# DIRECTIONS:
Can you reproduce everything from the line that contains "In this picture, where can the cloth" down to the end of the items, requests included, but with every coordinate in the answers multiplied by 1.25 and rounded to a whole number, halves rounding up? Give only those lines.

------------

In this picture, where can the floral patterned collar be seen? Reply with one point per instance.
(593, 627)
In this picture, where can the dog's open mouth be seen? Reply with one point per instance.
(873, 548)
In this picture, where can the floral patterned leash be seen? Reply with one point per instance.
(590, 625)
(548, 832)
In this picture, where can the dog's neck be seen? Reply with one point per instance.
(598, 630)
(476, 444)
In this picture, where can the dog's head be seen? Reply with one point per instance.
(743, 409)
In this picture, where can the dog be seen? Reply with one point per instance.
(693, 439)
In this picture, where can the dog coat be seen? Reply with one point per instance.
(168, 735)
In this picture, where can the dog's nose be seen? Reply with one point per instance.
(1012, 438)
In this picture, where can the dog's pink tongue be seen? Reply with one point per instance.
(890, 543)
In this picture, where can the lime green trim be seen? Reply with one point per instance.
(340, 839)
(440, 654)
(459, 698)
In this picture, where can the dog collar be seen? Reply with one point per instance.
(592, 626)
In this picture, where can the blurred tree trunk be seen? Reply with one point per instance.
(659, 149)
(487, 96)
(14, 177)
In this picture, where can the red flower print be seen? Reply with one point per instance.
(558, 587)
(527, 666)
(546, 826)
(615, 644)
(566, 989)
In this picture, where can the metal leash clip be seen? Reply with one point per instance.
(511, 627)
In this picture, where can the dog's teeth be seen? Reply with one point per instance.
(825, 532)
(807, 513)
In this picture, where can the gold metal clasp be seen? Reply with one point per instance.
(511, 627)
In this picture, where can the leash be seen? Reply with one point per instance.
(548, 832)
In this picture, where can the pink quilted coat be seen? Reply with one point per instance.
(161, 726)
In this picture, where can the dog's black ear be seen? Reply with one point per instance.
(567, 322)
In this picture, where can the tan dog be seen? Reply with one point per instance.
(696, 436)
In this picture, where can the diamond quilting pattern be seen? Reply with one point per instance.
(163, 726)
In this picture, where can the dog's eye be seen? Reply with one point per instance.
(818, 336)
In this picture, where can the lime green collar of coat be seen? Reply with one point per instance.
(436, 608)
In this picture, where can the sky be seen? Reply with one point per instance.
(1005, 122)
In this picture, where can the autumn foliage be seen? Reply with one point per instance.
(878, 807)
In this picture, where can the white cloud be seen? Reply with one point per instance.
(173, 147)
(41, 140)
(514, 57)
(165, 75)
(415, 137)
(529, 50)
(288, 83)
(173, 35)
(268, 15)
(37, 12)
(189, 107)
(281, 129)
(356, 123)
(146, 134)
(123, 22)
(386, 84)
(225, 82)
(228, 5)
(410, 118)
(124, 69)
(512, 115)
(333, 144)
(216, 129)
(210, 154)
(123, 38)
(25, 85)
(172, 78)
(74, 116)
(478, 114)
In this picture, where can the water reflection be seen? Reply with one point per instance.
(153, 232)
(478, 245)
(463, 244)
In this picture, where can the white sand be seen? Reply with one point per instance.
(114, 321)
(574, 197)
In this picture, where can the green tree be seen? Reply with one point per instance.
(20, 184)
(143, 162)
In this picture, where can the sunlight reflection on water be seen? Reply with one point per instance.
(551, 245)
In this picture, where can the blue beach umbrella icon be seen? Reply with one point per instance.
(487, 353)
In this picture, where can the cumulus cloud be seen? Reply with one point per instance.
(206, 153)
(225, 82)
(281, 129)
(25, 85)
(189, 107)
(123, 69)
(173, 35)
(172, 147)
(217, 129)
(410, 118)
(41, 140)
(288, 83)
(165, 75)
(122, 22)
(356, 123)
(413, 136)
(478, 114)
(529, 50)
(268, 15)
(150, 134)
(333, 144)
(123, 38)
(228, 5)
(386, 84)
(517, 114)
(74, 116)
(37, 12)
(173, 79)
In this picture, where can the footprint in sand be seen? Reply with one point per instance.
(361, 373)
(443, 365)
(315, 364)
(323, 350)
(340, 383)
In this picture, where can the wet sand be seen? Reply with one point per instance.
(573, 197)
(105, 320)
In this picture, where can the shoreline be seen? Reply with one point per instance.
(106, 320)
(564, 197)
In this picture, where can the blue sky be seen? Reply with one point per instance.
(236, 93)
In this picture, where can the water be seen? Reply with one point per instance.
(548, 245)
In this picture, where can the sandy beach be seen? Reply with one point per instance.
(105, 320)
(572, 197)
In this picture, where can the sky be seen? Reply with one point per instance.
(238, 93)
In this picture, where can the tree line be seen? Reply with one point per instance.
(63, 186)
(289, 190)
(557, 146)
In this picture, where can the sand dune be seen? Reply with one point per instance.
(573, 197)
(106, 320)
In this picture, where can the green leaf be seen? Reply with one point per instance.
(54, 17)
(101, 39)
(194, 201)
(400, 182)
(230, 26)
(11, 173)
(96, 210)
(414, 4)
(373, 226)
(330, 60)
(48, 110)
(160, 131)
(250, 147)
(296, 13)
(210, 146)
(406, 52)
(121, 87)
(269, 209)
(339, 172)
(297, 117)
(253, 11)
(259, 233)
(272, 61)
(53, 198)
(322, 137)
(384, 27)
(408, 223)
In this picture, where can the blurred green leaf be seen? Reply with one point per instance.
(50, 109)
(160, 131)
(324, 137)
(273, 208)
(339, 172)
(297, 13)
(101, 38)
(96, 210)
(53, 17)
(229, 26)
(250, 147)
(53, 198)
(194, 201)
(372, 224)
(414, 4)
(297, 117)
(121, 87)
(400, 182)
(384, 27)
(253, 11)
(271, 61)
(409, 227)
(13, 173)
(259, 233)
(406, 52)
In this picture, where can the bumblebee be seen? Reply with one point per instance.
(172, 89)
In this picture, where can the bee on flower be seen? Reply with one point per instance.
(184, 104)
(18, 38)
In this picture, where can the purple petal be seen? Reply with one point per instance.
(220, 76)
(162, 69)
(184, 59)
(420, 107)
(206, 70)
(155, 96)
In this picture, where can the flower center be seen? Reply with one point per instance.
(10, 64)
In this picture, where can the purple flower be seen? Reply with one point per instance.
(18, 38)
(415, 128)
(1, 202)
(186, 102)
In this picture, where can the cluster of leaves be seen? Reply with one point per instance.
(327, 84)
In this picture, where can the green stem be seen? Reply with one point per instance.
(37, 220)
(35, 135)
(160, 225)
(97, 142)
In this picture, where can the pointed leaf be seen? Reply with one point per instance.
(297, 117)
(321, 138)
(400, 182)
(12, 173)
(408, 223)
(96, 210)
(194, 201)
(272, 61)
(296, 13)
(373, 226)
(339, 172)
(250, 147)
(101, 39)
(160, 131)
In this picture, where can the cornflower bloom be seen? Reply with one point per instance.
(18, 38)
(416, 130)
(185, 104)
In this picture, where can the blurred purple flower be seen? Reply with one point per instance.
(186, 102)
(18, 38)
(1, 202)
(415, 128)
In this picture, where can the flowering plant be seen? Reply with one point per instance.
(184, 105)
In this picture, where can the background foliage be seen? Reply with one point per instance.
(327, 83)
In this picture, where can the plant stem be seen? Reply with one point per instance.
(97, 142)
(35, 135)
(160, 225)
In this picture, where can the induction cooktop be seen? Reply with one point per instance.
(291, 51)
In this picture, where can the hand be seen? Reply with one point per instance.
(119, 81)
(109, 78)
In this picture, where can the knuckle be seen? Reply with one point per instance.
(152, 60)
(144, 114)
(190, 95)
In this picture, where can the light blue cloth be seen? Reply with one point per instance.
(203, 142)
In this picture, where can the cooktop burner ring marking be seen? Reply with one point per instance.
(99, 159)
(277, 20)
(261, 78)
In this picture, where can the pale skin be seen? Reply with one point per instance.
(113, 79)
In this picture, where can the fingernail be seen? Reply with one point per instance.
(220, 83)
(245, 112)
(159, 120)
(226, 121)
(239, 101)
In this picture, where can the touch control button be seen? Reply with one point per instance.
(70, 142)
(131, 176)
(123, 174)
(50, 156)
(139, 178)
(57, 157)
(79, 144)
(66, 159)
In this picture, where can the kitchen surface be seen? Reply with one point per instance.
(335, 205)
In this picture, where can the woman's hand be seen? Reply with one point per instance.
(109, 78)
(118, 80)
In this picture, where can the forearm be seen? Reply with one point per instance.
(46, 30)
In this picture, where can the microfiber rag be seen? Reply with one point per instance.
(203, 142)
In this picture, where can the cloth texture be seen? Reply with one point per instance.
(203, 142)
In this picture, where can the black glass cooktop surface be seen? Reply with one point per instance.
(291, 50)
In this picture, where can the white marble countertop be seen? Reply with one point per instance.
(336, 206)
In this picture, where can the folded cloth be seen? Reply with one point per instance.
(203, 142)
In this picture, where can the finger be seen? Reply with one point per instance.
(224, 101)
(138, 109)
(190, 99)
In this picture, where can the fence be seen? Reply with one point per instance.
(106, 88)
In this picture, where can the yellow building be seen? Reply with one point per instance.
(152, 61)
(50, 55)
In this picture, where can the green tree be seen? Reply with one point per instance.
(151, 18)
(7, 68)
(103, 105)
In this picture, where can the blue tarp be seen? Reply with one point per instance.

------------

# EXERCISE OUTPUT:
In this picture, where can the cloth texture be seen? Reply with one point per instance.
(254, 178)
In this picture, where can the black glass cooktop surface be seen? Reply with one point per instance.
(364, 63)
In this picture, where can the white marble countertop be seen? Reply with one point per instance.
(420, 258)
In this picture, where can the folded cloth be seen? Reply with one point per instance.
(254, 178)
In this picture, where can the finger be seen? Reply with one point per instance.
(280, 126)
(173, 136)
(238, 124)
In this picture, where can the fence be seen? Reply with one point per instance.
(133, 110)
In this picture, where can the yellow building be seen? Reply with one point per instance.
(190, 76)
(63, 69)
In this picture, where can the green tree be seen? Reply with one point per instance.
(189, 23)
(9, 85)
(129, 131)
In this picture, where can the blue tarp be seen? Reply with one point per instance.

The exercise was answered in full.